Convert all of the material below into a JSON list of strings, with each line as its own string and blank lines omitted.

◇ ◇ ◇ ◇

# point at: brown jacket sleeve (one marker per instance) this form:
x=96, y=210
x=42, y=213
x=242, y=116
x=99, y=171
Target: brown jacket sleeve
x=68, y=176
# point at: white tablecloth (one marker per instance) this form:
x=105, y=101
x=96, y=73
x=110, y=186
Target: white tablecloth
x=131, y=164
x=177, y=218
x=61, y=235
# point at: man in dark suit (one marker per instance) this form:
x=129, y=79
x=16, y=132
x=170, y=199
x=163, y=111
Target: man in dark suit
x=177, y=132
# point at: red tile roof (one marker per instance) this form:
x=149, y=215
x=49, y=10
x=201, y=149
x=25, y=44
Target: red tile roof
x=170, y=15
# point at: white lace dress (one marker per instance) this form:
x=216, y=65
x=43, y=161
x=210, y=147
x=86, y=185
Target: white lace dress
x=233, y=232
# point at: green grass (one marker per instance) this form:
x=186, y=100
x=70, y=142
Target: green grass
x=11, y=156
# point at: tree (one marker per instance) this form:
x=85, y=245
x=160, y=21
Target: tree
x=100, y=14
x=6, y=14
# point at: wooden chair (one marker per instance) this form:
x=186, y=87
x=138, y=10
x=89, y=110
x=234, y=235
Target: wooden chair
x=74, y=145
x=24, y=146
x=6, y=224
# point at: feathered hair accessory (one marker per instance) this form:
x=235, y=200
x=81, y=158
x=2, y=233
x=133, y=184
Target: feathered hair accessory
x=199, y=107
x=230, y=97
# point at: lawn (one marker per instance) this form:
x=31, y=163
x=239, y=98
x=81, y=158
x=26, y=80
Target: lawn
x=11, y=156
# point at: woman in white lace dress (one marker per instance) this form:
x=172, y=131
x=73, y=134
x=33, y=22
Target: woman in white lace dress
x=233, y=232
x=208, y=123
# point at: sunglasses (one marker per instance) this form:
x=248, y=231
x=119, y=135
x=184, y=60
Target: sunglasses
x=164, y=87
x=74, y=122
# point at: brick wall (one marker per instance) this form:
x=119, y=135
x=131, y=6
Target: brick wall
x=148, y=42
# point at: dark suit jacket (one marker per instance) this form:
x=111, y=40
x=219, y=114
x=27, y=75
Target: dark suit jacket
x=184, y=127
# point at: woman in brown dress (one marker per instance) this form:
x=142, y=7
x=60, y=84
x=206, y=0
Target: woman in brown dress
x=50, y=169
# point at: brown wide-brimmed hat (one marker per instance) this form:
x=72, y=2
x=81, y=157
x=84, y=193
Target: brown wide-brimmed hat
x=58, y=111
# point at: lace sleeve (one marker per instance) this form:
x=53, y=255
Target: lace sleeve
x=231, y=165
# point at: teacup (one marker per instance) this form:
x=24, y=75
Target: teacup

◇ ◇ ◇ ◇

TASK SOLUTION:
[
  "# point at: brown jacket sleeve (one marker per instance) this form:",
  "x=96, y=210",
  "x=42, y=213",
  "x=242, y=116",
  "x=99, y=171",
  "Target: brown jacket sleeve",
  "x=68, y=176",
  "# point at: white tablecloth (one marker per instance) this form:",
  "x=105, y=101",
  "x=96, y=73",
  "x=110, y=186",
  "Target: white tablecloth",
  "x=131, y=164",
  "x=177, y=218",
  "x=61, y=235",
  "# point at: man in dark suit (one marker per instance) this form:",
  "x=129, y=79",
  "x=16, y=132",
  "x=170, y=199",
  "x=163, y=111",
  "Target: man in dark suit",
  "x=177, y=132",
  "# point at: red tile roof (one marker per instance) this form:",
  "x=149, y=215",
  "x=49, y=10",
  "x=201, y=149",
  "x=25, y=44",
  "Target: red tile roof",
  "x=170, y=15",
  "# point at: white lace dress (one marker per instance) this form:",
  "x=216, y=65",
  "x=43, y=161",
  "x=210, y=147",
  "x=86, y=185",
  "Target: white lace dress",
  "x=233, y=232",
  "# point at: green grass (one marker per instance) this form:",
  "x=186, y=100",
  "x=70, y=142",
  "Target: green grass",
  "x=11, y=156",
  "# point at: tree (one marker per instance) this form:",
  "x=85, y=245",
  "x=160, y=21",
  "Target: tree",
  "x=100, y=14",
  "x=6, y=14",
  "# point at: wooden chair (one marker per instance) this form:",
  "x=186, y=87",
  "x=138, y=10",
  "x=89, y=110",
  "x=234, y=235",
  "Target: wooden chair",
  "x=74, y=145",
  "x=24, y=146",
  "x=6, y=224",
  "# point at: feathered hair accessory (one marker per instance) this form:",
  "x=235, y=200",
  "x=81, y=158",
  "x=2, y=233",
  "x=133, y=184",
  "Target: feathered hair accessory",
  "x=199, y=107",
  "x=230, y=97",
  "# point at: lawn (one marker per instance) this form:",
  "x=31, y=163",
  "x=239, y=98",
  "x=81, y=158",
  "x=26, y=80",
  "Target: lawn",
  "x=11, y=156",
  "# point at: woman in white lace dress (one marker per instance) this form:",
  "x=172, y=131",
  "x=73, y=134",
  "x=33, y=22",
  "Target: woman in white lace dress",
  "x=233, y=232",
  "x=208, y=123",
  "# point at: sunglasses (one marker per instance) this form:",
  "x=248, y=231",
  "x=119, y=135",
  "x=184, y=60",
  "Target: sunglasses",
  "x=164, y=87",
  "x=74, y=122",
  "# point at: brick wall (one marker per instance) this form:",
  "x=119, y=135",
  "x=131, y=6",
  "Target: brick wall",
  "x=148, y=42",
  "# point at: dark suit jacket (one marker per instance) this form:",
  "x=111, y=40",
  "x=219, y=114",
  "x=27, y=75",
  "Target: dark suit jacket",
  "x=184, y=127",
  "# point at: woman in brown dress (one marker per instance) this form:",
  "x=142, y=7",
  "x=60, y=84",
  "x=206, y=0",
  "Target: woman in brown dress",
  "x=50, y=169",
  "# point at: brown wide-brimmed hat (one marker per instance) this form:",
  "x=72, y=2",
  "x=81, y=157",
  "x=84, y=193",
  "Target: brown wide-brimmed hat",
  "x=58, y=111",
  "# point at: lace sleeve (one marker per instance) this form:",
  "x=53, y=255",
  "Target: lace sleeve",
  "x=231, y=165",
  "# point at: teacup (one marker per instance) this form:",
  "x=24, y=75",
  "Target: teacup"
]